| Passage shown |
◇ ◇ ◇ ◇

By Steve Sailer
01/31/2009
James Q. Wilson writes in City Journal on The DNA of Politics: Genes shape our beliefs, our values, and even our votes (the picture is of Polish president Lech Kaczy?ski, right, and former prime minister Jaroslaw Kaczy?ski, who are identical twins):
Children differ, as any parent of two or more knows. Some babies sleep through the night, others are always awake; some are calm, others are fussy; some walk at an early age, others after a long wait. Scientists have proved that genes are responsible for these early differences. But people assume that as children get older and spend more time under their parents' influence, the effect of genes declines. They are wrong.
Identical twins tend to get more dissimilar looking as they age due to random wear and tear and a desire to assert one’s individuality (e.g., the Kaczy?skis style their hair differently). But they often get more similar in behavior as they spend less time together. For example, say one identical twin is at the 92nd percentile in dominance / leadership while the other one is at the 90th percentile. Growing up together, the second twin will tend to see himself as having a subordinate personality, but when they stop spending all their time together, he will start to realize that other people tend to defer to him and expect him to lead. (Robert A. Heinlein’s novel "Time for the Stars" provides a detailed example of this in action.)
For a century or more, we have understood that intelligence is largely inherited, though even today some mistakenly rail against the idea and say that nurture, not nature, is all. Now we know that much of our personality, too, is inherited and that many social attitudes have some degree of genetic basis, including our involvement in crime and some psychiatric illnesses. Some things do result entirely from environmental influences, such as whether you follow the Red Sox or the Yankees (though I suspect that Yankee fans have a genetic defect). But beyond routine tastes, almost everything has some genetic basis. And that includes politics. …
There are two common ways of reaching this conclusion. One is to compare adopted children’s traits with those of their biological parents, on the one hand, and with those of their adoptive parents, on the other. If a closer correlation exists with the biological parents’ traits, then we say that the trait is to that degree inherited.

◇ ◇ ◇ ◇

| Dataset content |
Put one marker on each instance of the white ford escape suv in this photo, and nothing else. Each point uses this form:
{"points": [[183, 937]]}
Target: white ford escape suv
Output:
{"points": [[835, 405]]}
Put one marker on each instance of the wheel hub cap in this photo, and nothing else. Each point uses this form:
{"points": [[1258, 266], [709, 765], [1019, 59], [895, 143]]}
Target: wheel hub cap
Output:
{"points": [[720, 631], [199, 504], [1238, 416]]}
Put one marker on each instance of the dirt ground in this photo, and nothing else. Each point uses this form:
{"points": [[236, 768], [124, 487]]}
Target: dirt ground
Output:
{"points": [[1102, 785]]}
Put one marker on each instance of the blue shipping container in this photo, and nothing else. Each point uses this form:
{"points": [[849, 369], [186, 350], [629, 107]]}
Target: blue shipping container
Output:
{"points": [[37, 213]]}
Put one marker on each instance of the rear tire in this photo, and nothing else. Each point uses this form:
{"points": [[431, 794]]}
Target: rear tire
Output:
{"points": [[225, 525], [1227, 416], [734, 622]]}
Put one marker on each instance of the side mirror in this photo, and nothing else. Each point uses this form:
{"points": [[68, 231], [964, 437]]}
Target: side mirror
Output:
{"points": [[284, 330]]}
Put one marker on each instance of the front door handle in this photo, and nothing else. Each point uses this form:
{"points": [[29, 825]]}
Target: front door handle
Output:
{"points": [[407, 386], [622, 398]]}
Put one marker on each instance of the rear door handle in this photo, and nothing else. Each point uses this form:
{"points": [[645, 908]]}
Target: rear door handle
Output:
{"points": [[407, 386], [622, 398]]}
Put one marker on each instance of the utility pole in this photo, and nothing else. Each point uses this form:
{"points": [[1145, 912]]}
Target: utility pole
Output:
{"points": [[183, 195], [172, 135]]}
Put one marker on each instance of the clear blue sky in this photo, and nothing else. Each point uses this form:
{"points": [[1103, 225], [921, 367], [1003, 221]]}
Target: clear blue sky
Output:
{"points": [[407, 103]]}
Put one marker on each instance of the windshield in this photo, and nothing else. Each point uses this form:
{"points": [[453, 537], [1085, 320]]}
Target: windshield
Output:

◇ ◇ ◇ ◇

| Required tasks |
1. In the passage on genes and politics, what example is given of something that results entirely from environmental influences?
2. Repeat the passage on genes and politics word for word, beginning at the words "Identical twins tend" and stopping after the words "this in action.)".
3. Pick up the passage on genes and politics after its last sentence and keep writing it.

| Expected results |
1. Whether you follow the Red Sox or the Yankees.

2.
Identical twins tend to get more dissimilar looking as they age due to random wear and tear and a desire to assert one’s individuality (e.g., the Kaczy?skis style their hair differently). But they often get more similar in behavior as they spend less time together. For example, say one identical twin is at the 92nd percentile in dominance / leadership while the other one is at the 90th percentile. Growing up together, the second twin will tend to see himself as having a subordinate personality, but when they stop spending all their time together, he will start to realize that other people tend to defer to him and expect him to lead. (Robert A. Heinlein’s novel "Time for the Stars" provides a detailed example of this in action.)

3.
The other method is to compare identical twins’ similarity, with respect to some trait, with the similarity of fraternal twins, or even of two ordinary siblings. Identical twins are genetic duplicates, while fraternal twins share only about half their genes and are no more genetically alike than ordinary siblings are. If identical twins are more alike than fraternal twins, therefore, we conclude that the trait under consideration is to some degree inherited. …
The gene-driven ideological split that Alford and his colleagues found may, in fact, be an underestimate, because men and women tend to marry people with whom they agree on big issues — assortative mating, as social scientists call it. Assortative mating means that the children of parents who agree on issues will be more likely to share whatever genes influence those beliefs. Thus, even children who are not identical twins will have a larger genetic basis for their views than if their parents married someone with whom they disagreed. Since we measure heritability by subtracting the similarity among fraternal twins from the similarity among identical ones, this difference may neglect genetic influences that already exist on fraternal twins. And if it does, it means that we are underestimating genetic influences on attitudes.